PROMPT
Please retype every record exactly as it appears, omitting the pictures.

GIVEN ENTRIES
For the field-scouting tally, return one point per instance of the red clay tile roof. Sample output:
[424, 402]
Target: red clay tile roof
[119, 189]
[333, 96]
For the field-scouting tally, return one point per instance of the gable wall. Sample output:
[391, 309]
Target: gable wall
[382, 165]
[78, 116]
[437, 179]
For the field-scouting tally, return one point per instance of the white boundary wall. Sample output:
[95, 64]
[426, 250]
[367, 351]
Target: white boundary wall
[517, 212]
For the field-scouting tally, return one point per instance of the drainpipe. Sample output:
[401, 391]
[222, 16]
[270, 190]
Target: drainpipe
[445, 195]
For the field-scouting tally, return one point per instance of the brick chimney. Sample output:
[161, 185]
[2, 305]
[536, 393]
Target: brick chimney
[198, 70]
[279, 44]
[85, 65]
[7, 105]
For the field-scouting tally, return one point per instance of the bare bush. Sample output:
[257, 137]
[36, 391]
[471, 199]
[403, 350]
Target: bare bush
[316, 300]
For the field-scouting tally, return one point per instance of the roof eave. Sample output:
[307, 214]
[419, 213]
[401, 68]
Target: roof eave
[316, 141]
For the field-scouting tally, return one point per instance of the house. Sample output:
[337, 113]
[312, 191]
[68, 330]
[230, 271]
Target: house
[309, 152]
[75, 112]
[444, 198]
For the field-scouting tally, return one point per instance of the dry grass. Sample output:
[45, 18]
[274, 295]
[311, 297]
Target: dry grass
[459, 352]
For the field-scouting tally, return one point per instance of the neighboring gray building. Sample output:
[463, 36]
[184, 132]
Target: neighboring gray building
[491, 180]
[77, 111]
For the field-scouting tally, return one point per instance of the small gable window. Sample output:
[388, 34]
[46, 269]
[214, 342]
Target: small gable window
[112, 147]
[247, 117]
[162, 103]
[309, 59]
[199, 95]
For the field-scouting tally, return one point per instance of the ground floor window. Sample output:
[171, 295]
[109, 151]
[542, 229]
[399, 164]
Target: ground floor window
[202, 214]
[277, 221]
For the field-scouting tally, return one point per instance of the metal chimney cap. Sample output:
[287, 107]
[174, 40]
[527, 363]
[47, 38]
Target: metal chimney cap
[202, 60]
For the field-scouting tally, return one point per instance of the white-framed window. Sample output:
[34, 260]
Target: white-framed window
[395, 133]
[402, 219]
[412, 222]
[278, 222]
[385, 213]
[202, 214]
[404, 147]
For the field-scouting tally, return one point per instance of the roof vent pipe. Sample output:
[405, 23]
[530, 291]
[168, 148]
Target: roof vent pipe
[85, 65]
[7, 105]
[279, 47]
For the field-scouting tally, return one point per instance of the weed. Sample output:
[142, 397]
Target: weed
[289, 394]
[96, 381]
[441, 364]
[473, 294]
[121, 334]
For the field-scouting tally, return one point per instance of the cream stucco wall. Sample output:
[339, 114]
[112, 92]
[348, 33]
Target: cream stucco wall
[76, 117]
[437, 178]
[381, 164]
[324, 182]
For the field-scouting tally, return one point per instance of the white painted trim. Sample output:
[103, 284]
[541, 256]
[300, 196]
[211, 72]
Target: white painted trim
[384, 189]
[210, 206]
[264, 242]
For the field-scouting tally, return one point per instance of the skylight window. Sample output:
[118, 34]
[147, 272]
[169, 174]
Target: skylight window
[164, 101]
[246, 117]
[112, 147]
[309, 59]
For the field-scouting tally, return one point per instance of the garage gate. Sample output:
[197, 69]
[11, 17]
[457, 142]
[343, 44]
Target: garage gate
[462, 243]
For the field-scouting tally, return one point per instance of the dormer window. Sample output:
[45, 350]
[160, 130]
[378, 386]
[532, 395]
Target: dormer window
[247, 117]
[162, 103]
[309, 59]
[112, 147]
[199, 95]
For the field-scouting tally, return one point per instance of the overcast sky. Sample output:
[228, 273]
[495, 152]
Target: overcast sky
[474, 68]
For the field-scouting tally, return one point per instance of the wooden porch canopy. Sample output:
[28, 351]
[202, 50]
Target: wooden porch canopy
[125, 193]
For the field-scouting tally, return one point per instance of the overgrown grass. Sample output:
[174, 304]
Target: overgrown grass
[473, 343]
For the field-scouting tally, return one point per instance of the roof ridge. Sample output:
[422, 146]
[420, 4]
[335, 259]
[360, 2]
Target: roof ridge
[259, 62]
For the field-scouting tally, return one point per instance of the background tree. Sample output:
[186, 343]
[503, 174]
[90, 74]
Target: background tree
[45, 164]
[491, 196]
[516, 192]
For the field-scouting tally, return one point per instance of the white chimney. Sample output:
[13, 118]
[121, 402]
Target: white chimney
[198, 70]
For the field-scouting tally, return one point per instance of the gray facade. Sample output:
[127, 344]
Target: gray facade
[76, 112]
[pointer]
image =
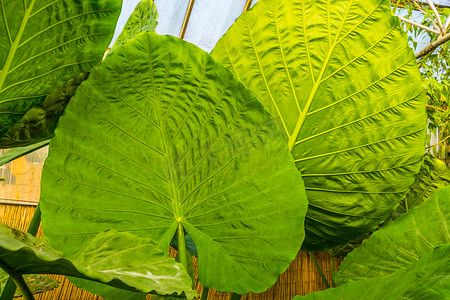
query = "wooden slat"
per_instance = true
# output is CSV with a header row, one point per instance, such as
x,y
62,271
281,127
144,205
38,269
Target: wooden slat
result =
x,y
299,279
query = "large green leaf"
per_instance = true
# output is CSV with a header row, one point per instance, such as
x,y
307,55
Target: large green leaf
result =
x,y
160,135
426,279
345,89
433,174
45,43
400,243
119,259
142,19
37,283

YOUR RESPONSE
For the field-scouting tally, return one point per instance of the red clay tile roof. Sample output:
[424, 402]
Target: red clay tile roof
[119, 189]
[333, 96]
For the field-scouting tally, return one point per instance of the gable wall. Sample output:
[391, 309]
Target: gable wall
[382, 165]
[78, 116]
[437, 179]
For the field-scouting tally, return one point per instance of the white boundary wall. Sample output:
[95, 64]
[426, 250]
[367, 351]
Target: white boundary wall
[517, 212]
For the field-scouting tally, return one point per instance of the drainpipe. Sample output:
[401, 391]
[222, 16]
[270, 190]
Target: drainpipe
[445, 195]
For the field-scouting tally, return one point per instance of the brick chimney. Sample output:
[161, 185]
[2, 305]
[536, 393]
Target: brick chimney
[198, 70]
[279, 44]
[85, 65]
[7, 105]
For the field-scouting tally, return one point per instance of the bare bush. Sample output:
[257, 137]
[36, 391]
[471, 199]
[403, 350]
Target: bare bush
[316, 300]
For the field-scouting tally, return one point per instance of the roof eave. Sample output:
[307, 214]
[419, 213]
[401, 68]
Target: roof eave
[316, 141]
For the field-scouting tally, return one point per instance of the house. Sample output:
[337, 113]
[312, 191]
[68, 330]
[230, 271]
Target: house
[309, 152]
[75, 112]
[444, 198]
For the field-scouting tally, return one point per instance of the dry grass. Sample output:
[45, 18]
[274, 295]
[311, 297]
Target: dry grass
[459, 352]
For the field-scouting tally, return one point per instance of the neighboring gray building. Sample output:
[463, 36]
[184, 132]
Target: neighboring gray building
[491, 180]
[77, 111]
For the field-scouting tally, return one point per instance of the small gable window. Sample output:
[388, 34]
[46, 269]
[214, 342]
Target: small gable window
[112, 147]
[247, 117]
[162, 103]
[309, 59]
[199, 95]
For the field-scouting tally, return one point per instance of the ground floor window. Sample output:
[171, 295]
[109, 151]
[542, 229]
[399, 164]
Target: ground floor window
[202, 214]
[277, 221]
For the field-scouting tally, return one point per instance of the metal chimney cap. Sample output:
[287, 107]
[174, 40]
[527, 363]
[47, 38]
Target: metal chimney cap
[202, 60]
For the field-scouting tally, return one point per instance of the white-framed window. Sample output:
[34, 260]
Target: white-framed window
[395, 133]
[402, 219]
[412, 222]
[278, 222]
[385, 213]
[202, 214]
[404, 147]
For the field-scouting tally, return one point per instance of the roof vent pipe. Sample output:
[405, 23]
[530, 291]
[168, 148]
Target: roof vent pipe
[85, 65]
[7, 105]
[279, 47]
For the field-scouting tally, return one point per instance of the weed. Sample output:
[142, 397]
Target: weed
[289, 394]
[96, 381]
[441, 364]
[473, 294]
[121, 334]
For the field-scouting tally, return one point per instance of the cream stucco wall. Sample output:
[339, 114]
[112, 92]
[348, 33]
Target: cream stucco wall
[76, 117]
[437, 178]
[381, 164]
[324, 182]
For the field-scouting tally, return one point per instance of the white painted trim. Sample output:
[103, 284]
[541, 256]
[300, 196]
[211, 72]
Target: white painted trim
[384, 189]
[210, 206]
[264, 242]
For the field-scouting tally, return one point per instance of the skylight window. Sample output:
[118, 34]
[147, 272]
[169, 174]
Target: skylight window
[164, 101]
[246, 117]
[112, 147]
[309, 59]
For the field-scouting tally, return one point per instance of the garage gate. Sample output:
[197, 69]
[11, 17]
[457, 142]
[343, 44]
Target: garage gate
[462, 243]
For the field-scouting tally, return one point per instance of the dormer window. Sample output:
[45, 350]
[160, 130]
[378, 386]
[532, 395]
Target: dormer window
[247, 117]
[162, 103]
[309, 59]
[112, 147]
[199, 95]
For the field-scouting tally, return one point per instance of the overcast sky. Sample output:
[228, 273]
[495, 152]
Target: overcast sky
[474, 68]
For the field-scouting tally, return one point per instance of the wooden porch canopy. Sample output:
[28, 351]
[202, 50]
Target: wooden porch canopy
[125, 193]
For the field-scouting tally, return one point per instance of the overgrown grass. Sample output:
[174, 304]
Target: overgrown grass
[473, 343]
For the field-scouting tally, return one point per instance of the roof ridge. Sample output:
[422, 146]
[420, 4]
[335, 259]
[360, 2]
Target: roof ridge
[259, 62]
For the field-scouting tally, return one point per instance of the background tree. Sample output:
[186, 343]
[503, 174]
[90, 74]
Target: background tree
[45, 164]
[491, 196]
[516, 192]
For the field-scouting tally, return one point per instance of the white chimney. Sample output:
[13, 118]
[121, 402]
Target: white chimney
[198, 70]
For the field-scouting tally, return one point per instance of the gray facade. Sample output:
[127, 344]
Target: gray facade
[76, 112]
[pointer]
image =
query = "wooden slat"
per_instance = true
# output is CSV with a header row, one point per instance, such as
x,y
62,271
281,127
144,205
38,269
Target: wooden slat
result =
x,y
299,279
query = "large green leaf"
per_instance = true
# output is CSV with a header row, one point per instance, such as
x,y
307,55
Target: large green leaf
result =
x,y
160,135
426,279
345,89
433,174
45,43
400,243
119,259
142,19
37,283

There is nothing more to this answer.